__WHAT YOU WILL DO__:
Reproduce the entries exactly, but keep the pictures out of the copy.
*** EXTRACTED MATERIAL Section Begins ***
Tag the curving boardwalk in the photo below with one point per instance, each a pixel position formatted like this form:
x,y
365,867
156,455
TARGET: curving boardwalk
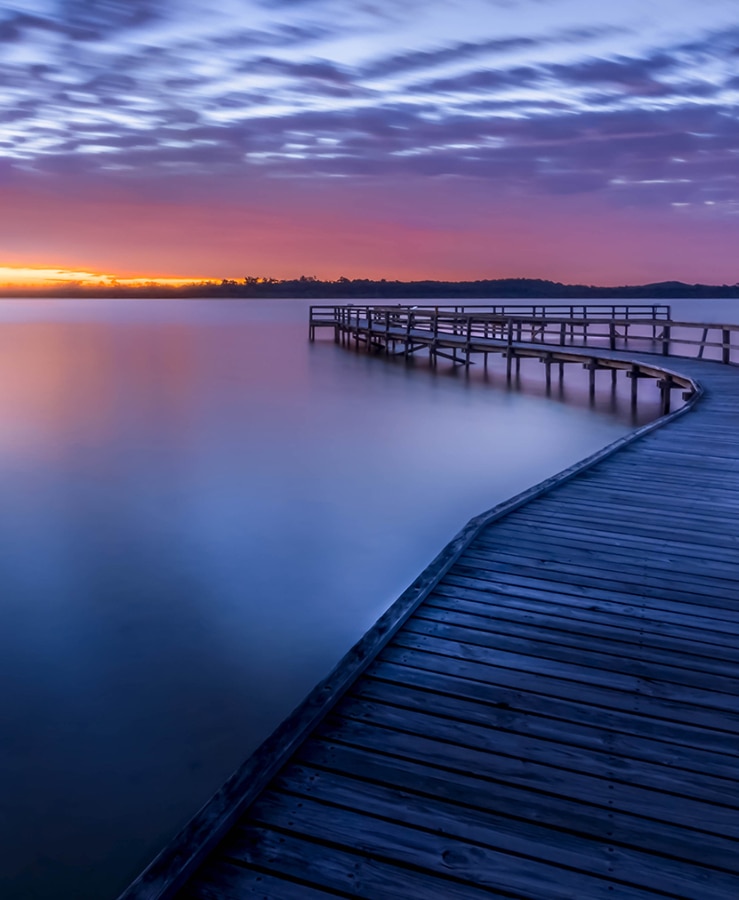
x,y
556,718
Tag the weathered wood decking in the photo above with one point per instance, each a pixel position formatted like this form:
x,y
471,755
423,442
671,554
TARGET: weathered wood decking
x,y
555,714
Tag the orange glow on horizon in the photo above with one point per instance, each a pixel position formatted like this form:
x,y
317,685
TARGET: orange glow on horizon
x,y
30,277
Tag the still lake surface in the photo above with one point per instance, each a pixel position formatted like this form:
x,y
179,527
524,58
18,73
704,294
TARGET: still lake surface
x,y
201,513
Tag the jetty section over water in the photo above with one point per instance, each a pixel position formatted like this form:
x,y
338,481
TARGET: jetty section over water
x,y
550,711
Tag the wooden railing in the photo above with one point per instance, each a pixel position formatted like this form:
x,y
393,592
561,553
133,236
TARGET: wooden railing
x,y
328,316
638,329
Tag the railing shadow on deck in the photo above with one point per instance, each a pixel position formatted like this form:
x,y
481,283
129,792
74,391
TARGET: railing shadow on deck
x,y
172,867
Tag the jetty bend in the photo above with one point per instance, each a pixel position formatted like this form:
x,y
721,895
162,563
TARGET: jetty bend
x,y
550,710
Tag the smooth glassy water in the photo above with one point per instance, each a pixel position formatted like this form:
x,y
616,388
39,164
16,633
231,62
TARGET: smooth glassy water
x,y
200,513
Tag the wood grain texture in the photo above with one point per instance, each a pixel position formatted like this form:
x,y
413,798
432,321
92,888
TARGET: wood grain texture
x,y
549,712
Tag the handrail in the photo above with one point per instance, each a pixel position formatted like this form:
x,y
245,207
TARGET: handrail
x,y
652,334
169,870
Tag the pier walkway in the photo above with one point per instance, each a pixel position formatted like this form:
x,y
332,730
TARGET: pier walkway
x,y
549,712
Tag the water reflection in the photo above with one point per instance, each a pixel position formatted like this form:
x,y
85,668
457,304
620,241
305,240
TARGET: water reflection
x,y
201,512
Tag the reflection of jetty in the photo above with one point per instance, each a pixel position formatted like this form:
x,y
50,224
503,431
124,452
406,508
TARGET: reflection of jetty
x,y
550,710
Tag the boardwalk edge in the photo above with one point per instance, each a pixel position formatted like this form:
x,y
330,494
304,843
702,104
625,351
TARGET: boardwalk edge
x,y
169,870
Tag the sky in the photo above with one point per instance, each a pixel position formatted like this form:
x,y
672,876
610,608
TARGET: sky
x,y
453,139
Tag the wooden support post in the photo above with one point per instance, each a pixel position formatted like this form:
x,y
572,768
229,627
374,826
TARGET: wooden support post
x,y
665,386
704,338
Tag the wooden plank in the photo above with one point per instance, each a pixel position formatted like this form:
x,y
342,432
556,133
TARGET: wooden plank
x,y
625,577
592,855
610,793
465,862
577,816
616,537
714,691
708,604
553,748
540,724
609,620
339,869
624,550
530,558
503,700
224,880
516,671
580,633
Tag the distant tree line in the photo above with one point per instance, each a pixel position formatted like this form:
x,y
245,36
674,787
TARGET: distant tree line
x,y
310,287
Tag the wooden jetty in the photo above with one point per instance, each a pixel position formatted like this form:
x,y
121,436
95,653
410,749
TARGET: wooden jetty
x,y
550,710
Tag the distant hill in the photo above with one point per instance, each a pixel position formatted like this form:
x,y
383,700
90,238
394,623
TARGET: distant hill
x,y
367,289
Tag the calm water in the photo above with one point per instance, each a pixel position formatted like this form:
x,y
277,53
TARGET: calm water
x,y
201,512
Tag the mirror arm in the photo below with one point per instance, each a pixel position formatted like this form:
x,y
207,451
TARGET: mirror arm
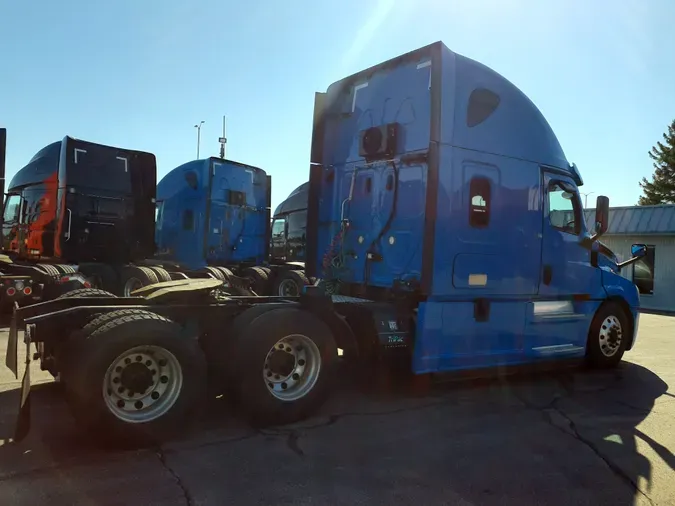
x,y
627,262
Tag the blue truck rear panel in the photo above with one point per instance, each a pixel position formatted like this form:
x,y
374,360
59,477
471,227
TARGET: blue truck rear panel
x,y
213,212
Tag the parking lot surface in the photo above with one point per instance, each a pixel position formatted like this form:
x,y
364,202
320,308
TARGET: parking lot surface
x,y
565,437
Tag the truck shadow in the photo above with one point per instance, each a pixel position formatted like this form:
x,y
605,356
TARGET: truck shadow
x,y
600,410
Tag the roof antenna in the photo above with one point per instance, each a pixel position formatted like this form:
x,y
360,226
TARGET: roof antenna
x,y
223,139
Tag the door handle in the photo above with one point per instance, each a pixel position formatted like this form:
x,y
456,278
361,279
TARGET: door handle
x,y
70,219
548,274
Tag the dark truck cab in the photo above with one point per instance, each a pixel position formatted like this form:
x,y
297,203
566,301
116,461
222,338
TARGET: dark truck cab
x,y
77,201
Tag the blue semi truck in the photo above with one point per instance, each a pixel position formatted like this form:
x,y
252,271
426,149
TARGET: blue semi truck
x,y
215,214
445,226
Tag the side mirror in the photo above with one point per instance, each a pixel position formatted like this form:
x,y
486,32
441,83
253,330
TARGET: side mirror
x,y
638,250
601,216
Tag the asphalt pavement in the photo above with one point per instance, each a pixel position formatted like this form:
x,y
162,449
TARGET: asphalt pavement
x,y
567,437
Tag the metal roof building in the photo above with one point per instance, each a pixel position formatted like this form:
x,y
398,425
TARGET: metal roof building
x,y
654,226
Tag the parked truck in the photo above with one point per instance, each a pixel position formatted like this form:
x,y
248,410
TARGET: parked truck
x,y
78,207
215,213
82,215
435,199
*** EXTRACTED MATERIAL Section Ends ***
__EXERCISE SOLUTION__:
Tag the curving boardwalk in the photo below with one point per instance, each a pixel position formatted like this form:
x,y
365,867
156,455
TARGET: curving boardwalk
x,y
556,718
Tag the weathered wood decking in the photo above with one point per instance, each a pixel position formatted like this form:
x,y
471,755
423,442
671,554
TARGET: weathered wood decking
x,y
555,714
Tag the orange glow on horizon in the photo above with one point per instance, each a pixel position formatted like this form:
x,y
317,685
TARGET: orange glow on horizon
x,y
30,277
Tag the still lake surface in the photo above with one point per instance, each a pixel position formatted like this form:
x,y
179,527
524,58
18,73
704,294
TARGET: still lake surface
x,y
201,513
Tag the jetty section over water in the photo above with one point per instance, each a pixel position formatted like this form:
x,y
338,481
TARGET: jetty section over water
x,y
550,711
Tag the wooden railing in the photo above with one point per instance, each a pixel position formatted like this form:
x,y
393,592
561,553
133,236
TARGET: wooden railing
x,y
328,316
638,329
Tag the railing shadow on deck in the photo above with one point per instance, each a pixel position formatted like this form:
x,y
481,283
129,792
74,391
TARGET: railing shadow on deck
x,y
172,867
Tag the jetty bend in the photo above with one point per instance, each a pixel position formatted like this form:
x,y
721,895
162,563
TARGET: jetty bend
x,y
550,710
Tag the smooth glassy water in the photo above with one point per instance, each a pixel position formatted like this form:
x,y
616,388
39,164
16,633
231,62
TARGET: smooth glassy water
x,y
200,513
Tag the wood grain texture in the photo above with one point per instance, each a pixel position formatted like this form:
x,y
413,798
432,321
92,888
TARGET: wood grain texture
x,y
549,712
Tag the handrail in the photo above with one point per instance, each a pixel position formatted like this form:
x,y
245,207
TARGET: handrail
x,y
652,334
169,870
Tag the pier walkway in the photo above with one point per instance, each a pixel position formatted like this form:
x,y
332,730
TARGET: pier walkway
x,y
549,712
Tag the water reflection in the photo above with one point per instance, each a pixel position formatted like this form:
x,y
85,668
457,304
620,241
305,240
TARGET: water reflection
x,y
201,512
Tag the reflection of jetty in the photo above with one point per instance, each a pixel position formatted like this form:
x,y
50,224
503,431
124,452
406,508
TARGET: reflection of jetty
x,y
550,710
Tag the boardwalk edge in the photo above with one point per instance, each a pixel position formatted like this form:
x,y
330,494
304,843
702,104
625,351
TARGET: boardwalk edge
x,y
169,870
Tag the sky in the photo above with one point per instance, each a pixel position formatted like this form:
x,y
672,876
610,608
TARGET: sky
x,y
453,139
Tag the wooden support post in the photo above with one point per instance, each a pixel position formatted like this form:
x,y
572,768
229,627
374,826
TARGET: wooden support post
x,y
665,386
704,338
Tag the wooden plank in the photo above with one point per instance, each a pixel position formatted like this form:
x,y
342,432
556,133
TARGET: wooden plank
x,y
625,577
592,855
610,793
465,862
577,816
616,537
714,691
708,604
553,748
540,724
609,620
339,869
624,550
530,558
503,700
224,880
516,671
580,633
Tag the distant tree line in the photo above with one point per instance, each a pixel position formatted like this form:
x,y
245,36
674,787
TARGET: distant tree line
x,y
310,287
Tag the wooden jetty in the photo above with one point per instance, each a pixel position formatted like this form:
x,y
121,436
95,653
410,749
TARGET: wooden jetty
x,y
550,710
Tag the distant hill in the photo above with one point per instance, each a pixel position formatted like this form:
x,y
383,700
90,238
394,623
TARGET: distant hill
x,y
367,289
Tag the calm water in the photo above with one point per instance, each a pixel position formatted like this form:
x,y
277,53
TARGET: calm water
x,y
201,512
Tag the mirror arm in the photo below with one point per instance, each a pixel position formatted like this form:
x,y
207,451
TARGET: mirror arm
x,y
627,262
Tag the blue truck rear panel in the photo above with one point per instance, each a pixel position formatted like this form:
x,y
374,360
59,477
471,227
TARGET: blue truck rear panel
x,y
213,212
Tag the parking lot surface in the photo above with one point per instance, each a pixel position formatted like this form:
x,y
364,202
320,308
TARGET: parking lot surface
x,y
565,437
Tag the truck shadow in the photo above with one point per instance, each a pixel position formatted like this form:
x,y
605,356
TARGET: truck shadow
x,y
600,410
Tag the roof antenna in the photo above with one point per instance, each a pixel position formatted like this form:
x,y
360,226
TARGET: roof antenna
x,y
223,139
Tag the door handle in the photo above with one point per instance, each a pixel position formatted like this form:
x,y
456,278
361,279
TARGET: door handle
x,y
70,219
548,274
Tag the dark truck cab in the photo above with one point per instance, each a pixel position formatted like this form:
x,y
297,203
566,301
116,461
222,338
TARGET: dark truck cab
x,y
77,201
Tag the blue semi truck in the photo above with one point per instance, each a pixel position formatted like this form:
x,y
252,271
426,149
TARGET: blue semi truck
x,y
215,214
445,226
Tag the side mirror in the photo above with one point per instance, each a pixel position formatted like this form:
x,y
486,32
441,83
253,330
TARGET: side mirror
x,y
638,250
601,216
Tag the asphalt pavement in the photo above with one point per instance, each a pixel position formatted like this form:
x,y
162,449
TARGET: asphalt pavement
x,y
567,437
Tag the metal roof building in the photo above with one point per instance, each a pixel position formatted like this form:
x,y
398,425
TARGET: metal roof building
x,y
654,226
Tag the parked truck in the photo above with one point per instance, each a pixel position formatted like this form:
x,y
248,410
TARGET: parked truck
x,y
78,207
215,213
82,215
435,199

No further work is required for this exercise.